--- REQUIRED WORK ---
1. Echo the passage in the article on China's city reforms starting at "Nov. 24, 2017" and ending at "of local governments.".
2. According to the article on China's city reforms, why are local officials unlikely to back Beijing's efforts to control debt? Answer in one to three sentences.
3. Shorten the paragraph of the article on China's city reforms that begins "China has prided itself", keeping its main facts.

--- EXTRACT TO READ ---

*-*-*

China: Enlisting Cities in the Fight for Reform

Nov. 24, 2017 The central government can’t impose changes on its own.

|November 24, 2017

By Matthew Massee

Two cities in China’s Inner Mongolia region recently canceled planned mass-transit rail lines, and several other cities are struggling to get approval for projects of their own. These cancellations and delays mark the latest step in Beijing’s efforts to rein in local government debt. But Beijing will face problems implementing these measures because the interests of the central government are often misaligned with those of local governments.

In 2015, central authorities encouraged cities to build new infrastructure such as rail lines to maintain economic growth. Beijing has since downplayed the need for growth, and has instead laid out a new strategy whereby cities prioritize the management of financial risk and the creation of a higher quality of life for China’s growing middle class. For this new strategy to work, Beijing will more closely scrutinize fixed asset investment, enforce existing environmental rules, and implement an annual property tax. But the central government won’t be able to do any of this without the help of local officials, most of whom are more concerned with advancing their careers than they are in being stewards of their cities. The surest route to promotion in the Communist Party, after all, is stimulating economic growth. Supporting efforts to tame China’s burgeoning debt will not help these officials climb the party ranks.

Prioritizing Promotions

China has prided itself on being a meritocracy in which government officials receive promotions based on performance rather than popularity. For several decades, economic performance and growth rates were the major metrics used to evaluate civil servants. The system was rife with corruption, but corruption was tolerated so long as it didn’t interfere with economic growth. Now that the era of fast growth at all costs is over, and financial risk management is the priority, the party has revised how it promotes members. It plans to focus on things such as social harmony, ecological protection, and quality of life – things that are much harder to quantify.

*-*-*

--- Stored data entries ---
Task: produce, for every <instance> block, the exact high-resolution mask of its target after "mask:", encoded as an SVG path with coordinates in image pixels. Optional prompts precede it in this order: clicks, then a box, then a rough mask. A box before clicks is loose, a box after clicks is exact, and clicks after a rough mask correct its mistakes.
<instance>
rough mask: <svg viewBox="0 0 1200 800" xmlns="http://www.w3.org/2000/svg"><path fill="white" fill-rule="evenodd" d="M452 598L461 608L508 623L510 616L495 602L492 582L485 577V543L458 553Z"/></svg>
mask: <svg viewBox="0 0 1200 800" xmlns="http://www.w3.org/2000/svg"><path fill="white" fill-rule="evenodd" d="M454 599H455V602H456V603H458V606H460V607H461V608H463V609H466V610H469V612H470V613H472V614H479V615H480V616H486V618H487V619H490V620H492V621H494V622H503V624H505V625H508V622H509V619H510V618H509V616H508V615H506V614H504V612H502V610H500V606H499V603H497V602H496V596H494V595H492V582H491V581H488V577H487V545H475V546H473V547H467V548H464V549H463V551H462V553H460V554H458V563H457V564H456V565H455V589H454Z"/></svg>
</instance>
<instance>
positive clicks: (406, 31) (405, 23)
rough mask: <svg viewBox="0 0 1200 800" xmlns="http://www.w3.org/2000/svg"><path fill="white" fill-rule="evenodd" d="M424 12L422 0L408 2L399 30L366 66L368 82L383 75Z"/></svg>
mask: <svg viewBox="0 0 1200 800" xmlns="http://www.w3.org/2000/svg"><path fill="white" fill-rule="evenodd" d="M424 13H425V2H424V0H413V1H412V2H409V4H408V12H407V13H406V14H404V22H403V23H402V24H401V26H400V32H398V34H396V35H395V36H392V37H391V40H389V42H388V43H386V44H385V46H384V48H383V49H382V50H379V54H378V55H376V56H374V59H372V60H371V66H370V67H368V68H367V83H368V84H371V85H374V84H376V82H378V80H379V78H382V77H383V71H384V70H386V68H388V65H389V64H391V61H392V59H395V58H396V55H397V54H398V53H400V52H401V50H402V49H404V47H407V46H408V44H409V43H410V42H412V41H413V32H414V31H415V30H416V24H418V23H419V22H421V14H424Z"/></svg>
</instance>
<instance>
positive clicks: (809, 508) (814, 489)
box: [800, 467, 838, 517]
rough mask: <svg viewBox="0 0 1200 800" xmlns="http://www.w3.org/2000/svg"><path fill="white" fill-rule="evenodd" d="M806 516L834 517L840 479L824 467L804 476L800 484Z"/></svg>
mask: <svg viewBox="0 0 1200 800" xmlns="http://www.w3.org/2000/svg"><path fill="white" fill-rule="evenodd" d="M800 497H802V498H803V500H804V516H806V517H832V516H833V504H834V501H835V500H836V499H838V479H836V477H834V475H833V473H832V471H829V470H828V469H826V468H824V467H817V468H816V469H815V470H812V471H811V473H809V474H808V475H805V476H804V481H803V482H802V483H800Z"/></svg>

*-*-*

--- TASK RESULTS ---
1.
Nov. 24, 2017 The central government can’t impose changes on its own.

|November 24, 2017

By Matthew Massee

Two cities in China’s Inner Mongolia region recently canceled planned mass-transit rail lines, and several other cities are struggling to get approval for projects of their own. These cancellations and delays mark the latest step in Beijing’s efforts to rein in local government debt. But Beijing will face problems implementing these measures because the interests of the central government are often misaligned with those of local governments.

2. Most local officials care more about advancing their careers than about caring for their cities. The surest route to promotion in the Communist Party is stimulating economic growth, and supporting efforts to tame debt will not help them climb the party ranks.

3. China sees itself as a meritocracy that promotes officials for performance rather than popularity. For decades, economic performance and growth rates were the main measures, and corruption was tolerated as long as it didn't hurt growth. With fast growth no longer the goal and financial risk management now the priority, the party has revised its promotion criteria. It plans to focus on harder-to-measure things such as social harmony, ecological protection, and quality of life.